REQUIRED TASK
In the lines below, find the one that contains "For each instance of the barn door, set" and write it out exactly, along with every line that follows it.
+++
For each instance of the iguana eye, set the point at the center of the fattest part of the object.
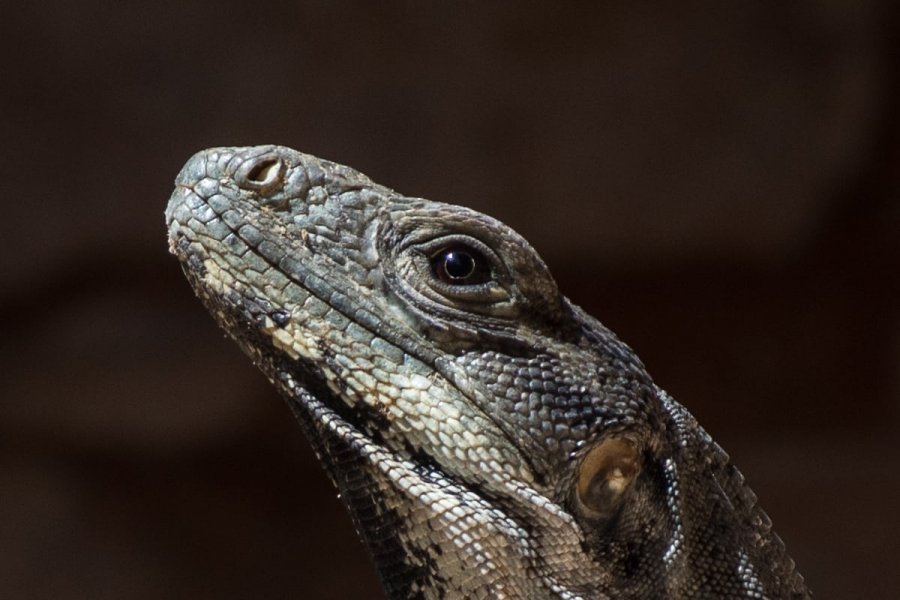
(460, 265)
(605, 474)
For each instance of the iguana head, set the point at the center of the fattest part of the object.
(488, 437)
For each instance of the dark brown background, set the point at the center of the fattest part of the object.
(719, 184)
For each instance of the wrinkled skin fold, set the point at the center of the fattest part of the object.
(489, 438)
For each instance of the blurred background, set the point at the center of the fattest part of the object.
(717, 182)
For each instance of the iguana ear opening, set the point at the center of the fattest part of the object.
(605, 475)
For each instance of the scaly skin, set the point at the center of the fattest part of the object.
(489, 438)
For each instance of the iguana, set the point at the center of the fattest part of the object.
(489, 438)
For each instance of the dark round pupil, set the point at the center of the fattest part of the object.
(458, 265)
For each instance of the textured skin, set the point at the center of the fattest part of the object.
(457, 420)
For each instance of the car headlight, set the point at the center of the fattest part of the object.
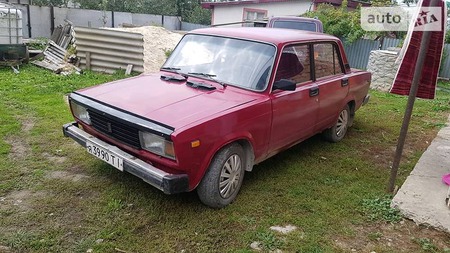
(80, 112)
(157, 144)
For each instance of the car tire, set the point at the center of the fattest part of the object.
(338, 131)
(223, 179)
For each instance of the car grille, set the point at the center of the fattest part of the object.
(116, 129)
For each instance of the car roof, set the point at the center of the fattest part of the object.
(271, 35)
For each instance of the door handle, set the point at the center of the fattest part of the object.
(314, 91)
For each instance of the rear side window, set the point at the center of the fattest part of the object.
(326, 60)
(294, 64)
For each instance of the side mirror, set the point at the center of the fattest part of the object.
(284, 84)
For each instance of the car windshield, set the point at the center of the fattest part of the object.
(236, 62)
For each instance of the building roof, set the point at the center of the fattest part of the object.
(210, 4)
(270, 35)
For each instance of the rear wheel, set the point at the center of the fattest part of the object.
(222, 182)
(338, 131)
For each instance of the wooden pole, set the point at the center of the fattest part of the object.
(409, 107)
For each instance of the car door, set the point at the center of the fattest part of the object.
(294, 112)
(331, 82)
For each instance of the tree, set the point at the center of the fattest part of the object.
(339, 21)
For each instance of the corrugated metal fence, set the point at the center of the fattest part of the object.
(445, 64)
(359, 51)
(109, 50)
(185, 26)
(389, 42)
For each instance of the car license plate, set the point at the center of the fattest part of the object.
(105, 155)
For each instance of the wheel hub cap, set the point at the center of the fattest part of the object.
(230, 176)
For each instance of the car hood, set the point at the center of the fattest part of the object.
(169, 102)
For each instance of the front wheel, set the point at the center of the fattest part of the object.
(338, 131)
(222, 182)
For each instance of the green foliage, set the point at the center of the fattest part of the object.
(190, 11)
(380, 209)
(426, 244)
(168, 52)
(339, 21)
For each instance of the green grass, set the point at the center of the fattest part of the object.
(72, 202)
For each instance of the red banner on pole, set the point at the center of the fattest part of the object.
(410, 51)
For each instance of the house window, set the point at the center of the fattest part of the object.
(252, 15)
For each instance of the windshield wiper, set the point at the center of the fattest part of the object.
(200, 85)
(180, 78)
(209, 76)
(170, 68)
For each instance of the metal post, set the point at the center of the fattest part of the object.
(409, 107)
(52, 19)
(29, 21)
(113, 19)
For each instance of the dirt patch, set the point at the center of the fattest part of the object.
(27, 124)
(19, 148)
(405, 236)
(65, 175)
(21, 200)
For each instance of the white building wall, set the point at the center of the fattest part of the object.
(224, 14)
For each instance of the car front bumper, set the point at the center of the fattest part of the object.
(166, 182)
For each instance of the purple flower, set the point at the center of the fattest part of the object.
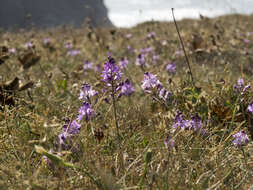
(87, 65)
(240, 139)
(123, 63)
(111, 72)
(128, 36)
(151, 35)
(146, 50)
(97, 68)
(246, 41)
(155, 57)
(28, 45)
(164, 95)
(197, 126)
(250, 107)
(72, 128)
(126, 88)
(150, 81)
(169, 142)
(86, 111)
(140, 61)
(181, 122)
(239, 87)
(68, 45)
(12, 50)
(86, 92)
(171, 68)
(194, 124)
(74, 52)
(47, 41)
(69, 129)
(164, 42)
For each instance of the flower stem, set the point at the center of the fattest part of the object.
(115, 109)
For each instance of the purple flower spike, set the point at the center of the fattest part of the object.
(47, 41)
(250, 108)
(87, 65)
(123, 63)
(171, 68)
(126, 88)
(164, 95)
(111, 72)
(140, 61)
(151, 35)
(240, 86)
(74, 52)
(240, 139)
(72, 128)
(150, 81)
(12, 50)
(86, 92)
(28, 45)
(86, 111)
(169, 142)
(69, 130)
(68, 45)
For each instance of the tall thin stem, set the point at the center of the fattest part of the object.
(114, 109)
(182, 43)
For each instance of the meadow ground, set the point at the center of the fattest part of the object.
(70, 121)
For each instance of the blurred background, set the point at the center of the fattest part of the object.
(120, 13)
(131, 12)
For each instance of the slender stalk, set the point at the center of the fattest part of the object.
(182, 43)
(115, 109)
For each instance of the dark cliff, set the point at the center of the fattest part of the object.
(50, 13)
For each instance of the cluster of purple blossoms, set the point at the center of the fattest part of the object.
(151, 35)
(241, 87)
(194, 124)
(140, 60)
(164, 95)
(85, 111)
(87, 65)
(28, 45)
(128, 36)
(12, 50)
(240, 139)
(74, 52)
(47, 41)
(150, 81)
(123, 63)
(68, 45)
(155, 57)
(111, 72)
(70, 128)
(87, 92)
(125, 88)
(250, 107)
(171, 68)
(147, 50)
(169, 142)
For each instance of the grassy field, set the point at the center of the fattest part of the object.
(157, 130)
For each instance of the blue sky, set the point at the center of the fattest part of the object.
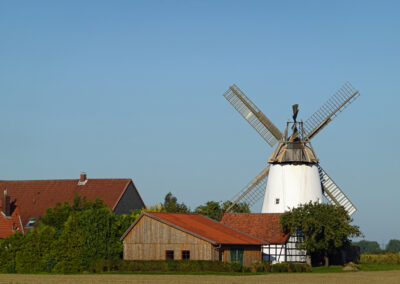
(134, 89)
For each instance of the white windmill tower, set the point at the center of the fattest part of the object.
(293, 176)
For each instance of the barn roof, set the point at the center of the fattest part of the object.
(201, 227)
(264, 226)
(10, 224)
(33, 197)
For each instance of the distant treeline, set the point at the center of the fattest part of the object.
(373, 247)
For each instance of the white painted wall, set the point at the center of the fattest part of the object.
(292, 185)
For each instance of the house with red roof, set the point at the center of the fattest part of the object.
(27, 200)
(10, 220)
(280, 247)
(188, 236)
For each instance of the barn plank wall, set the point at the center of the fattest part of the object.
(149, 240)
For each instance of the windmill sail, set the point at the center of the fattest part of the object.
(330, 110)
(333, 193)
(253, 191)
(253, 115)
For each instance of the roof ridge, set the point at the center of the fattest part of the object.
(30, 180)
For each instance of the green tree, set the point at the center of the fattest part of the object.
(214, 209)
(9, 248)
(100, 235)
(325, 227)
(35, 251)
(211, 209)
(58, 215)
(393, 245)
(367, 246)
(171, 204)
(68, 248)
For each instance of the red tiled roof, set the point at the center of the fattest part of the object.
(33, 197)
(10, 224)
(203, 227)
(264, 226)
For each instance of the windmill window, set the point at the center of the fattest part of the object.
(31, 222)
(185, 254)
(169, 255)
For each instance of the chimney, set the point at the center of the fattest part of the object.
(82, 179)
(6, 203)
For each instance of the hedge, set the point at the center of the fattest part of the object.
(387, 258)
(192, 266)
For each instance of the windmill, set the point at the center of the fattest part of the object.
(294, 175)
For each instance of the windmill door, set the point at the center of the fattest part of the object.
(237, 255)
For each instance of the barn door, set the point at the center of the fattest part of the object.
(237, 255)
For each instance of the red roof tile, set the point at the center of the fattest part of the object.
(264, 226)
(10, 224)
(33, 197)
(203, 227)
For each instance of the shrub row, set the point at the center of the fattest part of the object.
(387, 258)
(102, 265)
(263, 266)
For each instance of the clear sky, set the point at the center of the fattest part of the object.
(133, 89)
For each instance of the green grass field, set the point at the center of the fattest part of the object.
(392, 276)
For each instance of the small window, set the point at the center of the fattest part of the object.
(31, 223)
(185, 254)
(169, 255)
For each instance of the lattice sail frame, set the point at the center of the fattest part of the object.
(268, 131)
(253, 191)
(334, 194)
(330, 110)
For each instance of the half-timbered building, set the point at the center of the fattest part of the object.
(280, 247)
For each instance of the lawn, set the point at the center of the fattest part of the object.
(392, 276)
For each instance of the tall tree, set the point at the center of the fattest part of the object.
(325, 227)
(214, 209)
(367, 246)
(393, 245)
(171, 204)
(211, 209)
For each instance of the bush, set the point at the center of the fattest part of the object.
+++
SOLUTION FOR THIS PROBLEM
For each instance of the barn door, set the point at the center of the fattest part of the object.
(237, 255)
For each instance of the red roof tile, set the point at the center of the fattest part of the object.
(264, 226)
(10, 224)
(33, 197)
(203, 227)
For each instance of the shrub row, set the point at the center of the fattest part of the object.
(387, 258)
(102, 265)
(263, 266)
For each instance of the clear sky, set the point at the center of the fattest part of the object.
(133, 89)
For each instance of the green grass field, set the point at the center of the fattest part of the object.
(392, 276)
For each instance of the small window, set the point at the center of the fattest part of the object.
(31, 223)
(185, 254)
(169, 255)
For each instance of the lattice sail frame, set the point at the center of the fattest part of the object.
(268, 131)
(253, 191)
(334, 194)
(330, 110)
For each instance of the half-timbered building, set the point at the center of the fattest part of the object.
(280, 247)
For each instance of the lawn, set the point at the center of the fattest part of the object.
(392, 276)
For each instance of the tall tree, set the point at the center of the fattest part of the object.
(325, 227)
(214, 209)
(367, 246)
(393, 245)
(171, 204)
(211, 209)
For each instance of the bush, set the point at the center of the fattest part of the object.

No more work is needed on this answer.